--- TASK BRIEF ---
Exact copy, no pictures: output each line below as it stands.

● ● ● ● ●

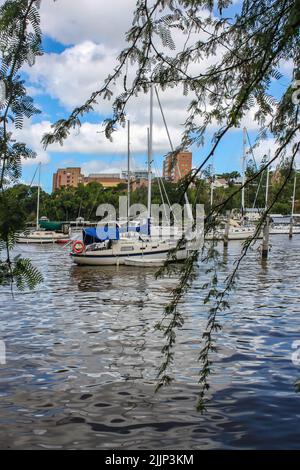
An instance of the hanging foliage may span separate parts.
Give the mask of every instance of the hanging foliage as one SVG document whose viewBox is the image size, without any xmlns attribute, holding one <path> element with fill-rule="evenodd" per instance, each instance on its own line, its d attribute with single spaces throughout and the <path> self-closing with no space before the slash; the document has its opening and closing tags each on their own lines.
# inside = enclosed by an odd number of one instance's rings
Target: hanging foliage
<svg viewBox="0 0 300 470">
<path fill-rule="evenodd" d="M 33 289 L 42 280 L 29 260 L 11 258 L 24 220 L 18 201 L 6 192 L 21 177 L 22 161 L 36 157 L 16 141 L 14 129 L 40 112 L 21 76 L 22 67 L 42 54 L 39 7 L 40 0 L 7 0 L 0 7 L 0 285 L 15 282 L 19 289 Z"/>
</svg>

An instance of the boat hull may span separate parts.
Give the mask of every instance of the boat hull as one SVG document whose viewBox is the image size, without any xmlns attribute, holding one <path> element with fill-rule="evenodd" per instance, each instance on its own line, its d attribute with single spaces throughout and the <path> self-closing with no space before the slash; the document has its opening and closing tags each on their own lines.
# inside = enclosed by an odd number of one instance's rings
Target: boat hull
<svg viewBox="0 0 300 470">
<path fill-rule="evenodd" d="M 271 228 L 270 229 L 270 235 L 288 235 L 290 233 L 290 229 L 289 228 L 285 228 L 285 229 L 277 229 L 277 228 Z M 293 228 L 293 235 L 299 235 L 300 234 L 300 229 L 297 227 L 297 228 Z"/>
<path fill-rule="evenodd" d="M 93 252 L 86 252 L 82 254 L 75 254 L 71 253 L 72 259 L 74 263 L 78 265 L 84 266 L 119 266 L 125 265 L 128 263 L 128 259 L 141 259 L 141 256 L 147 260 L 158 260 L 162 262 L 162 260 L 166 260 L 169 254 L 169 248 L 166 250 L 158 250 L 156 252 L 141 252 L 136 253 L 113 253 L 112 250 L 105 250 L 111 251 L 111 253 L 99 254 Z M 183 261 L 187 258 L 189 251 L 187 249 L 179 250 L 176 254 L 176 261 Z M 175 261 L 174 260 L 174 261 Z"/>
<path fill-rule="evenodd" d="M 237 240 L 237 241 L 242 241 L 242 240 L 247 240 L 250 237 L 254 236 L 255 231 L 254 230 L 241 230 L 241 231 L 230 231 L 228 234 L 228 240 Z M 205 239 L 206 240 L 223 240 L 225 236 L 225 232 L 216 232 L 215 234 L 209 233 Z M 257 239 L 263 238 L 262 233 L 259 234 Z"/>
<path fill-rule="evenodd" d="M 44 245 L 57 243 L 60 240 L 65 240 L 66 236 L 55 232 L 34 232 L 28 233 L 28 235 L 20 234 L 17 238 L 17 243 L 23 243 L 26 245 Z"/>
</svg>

● ● ● ● ●

--- RESULT FOR THIS TASK ---
An instance of the hanging foliage may span separate parts.
Give the mask of every instance of the hanging foliage as one SVG document whose viewBox is the image size, without any xmlns attribute, holding one <path> element with fill-rule="evenodd" per instance, each instance on its own line, its d attribute with single spaces throughout and the <path> self-closing with no space before the slash; the document has its opening and closing tags each on their own lines.
# inside = enclosed by an odd number of one instance's rings
Target: hanging foliage
<svg viewBox="0 0 300 470">
<path fill-rule="evenodd" d="M 33 289 L 42 280 L 29 260 L 11 258 L 24 220 L 18 201 L 6 192 L 21 177 L 22 161 L 36 157 L 16 141 L 14 129 L 40 112 L 21 76 L 22 67 L 42 54 L 39 7 L 40 0 L 7 0 L 0 7 L 0 285 L 15 282 L 19 289 Z"/>
</svg>

An instance of the boat hull may span separate parts.
Give the mask of every instance of the boat hull as one SVG document whose viewBox is the image size, without any xmlns attribute, holding one <path> element with fill-rule="evenodd" per instance, each instance on its own line, its d attribute with single spaces throughout and the <path> self-closing with no space before the slash; the document has its opening and closing tags each on their own lines.
# inside = enclosed by an odd number of one instance's rings
Target: boat hull
<svg viewBox="0 0 300 470">
<path fill-rule="evenodd" d="M 271 228 L 270 229 L 270 235 L 288 235 L 290 233 L 290 229 L 289 228 L 285 228 L 285 229 L 277 229 L 277 228 Z M 293 228 L 293 235 L 299 235 L 300 234 L 300 229 L 297 227 L 297 228 Z"/>
<path fill-rule="evenodd" d="M 93 252 L 86 252 L 82 254 L 75 254 L 71 253 L 72 259 L 74 263 L 78 265 L 84 266 L 119 266 L 125 265 L 128 263 L 128 259 L 141 259 L 141 256 L 147 260 L 158 260 L 162 262 L 162 260 L 166 260 L 169 254 L 169 248 L 166 250 L 158 250 L 156 252 L 141 252 L 136 253 L 113 253 L 112 250 L 105 250 L 111 251 L 111 253 L 99 254 Z M 183 261 L 187 258 L 189 251 L 187 249 L 179 250 L 176 254 L 176 261 Z M 175 261 L 174 260 L 174 261 Z"/>
<path fill-rule="evenodd" d="M 237 240 L 237 241 L 242 241 L 242 240 L 247 240 L 250 237 L 254 236 L 255 231 L 254 230 L 241 230 L 241 231 L 230 231 L 228 234 L 228 240 Z M 205 239 L 206 240 L 223 240 L 225 236 L 225 232 L 216 232 L 215 234 L 209 233 Z M 257 239 L 263 238 L 262 233 L 259 234 Z"/>
<path fill-rule="evenodd" d="M 44 245 L 57 243 L 60 240 L 65 240 L 66 236 L 55 232 L 34 232 L 28 233 L 28 235 L 20 234 L 17 238 L 17 243 L 23 243 L 26 245 Z"/>
</svg>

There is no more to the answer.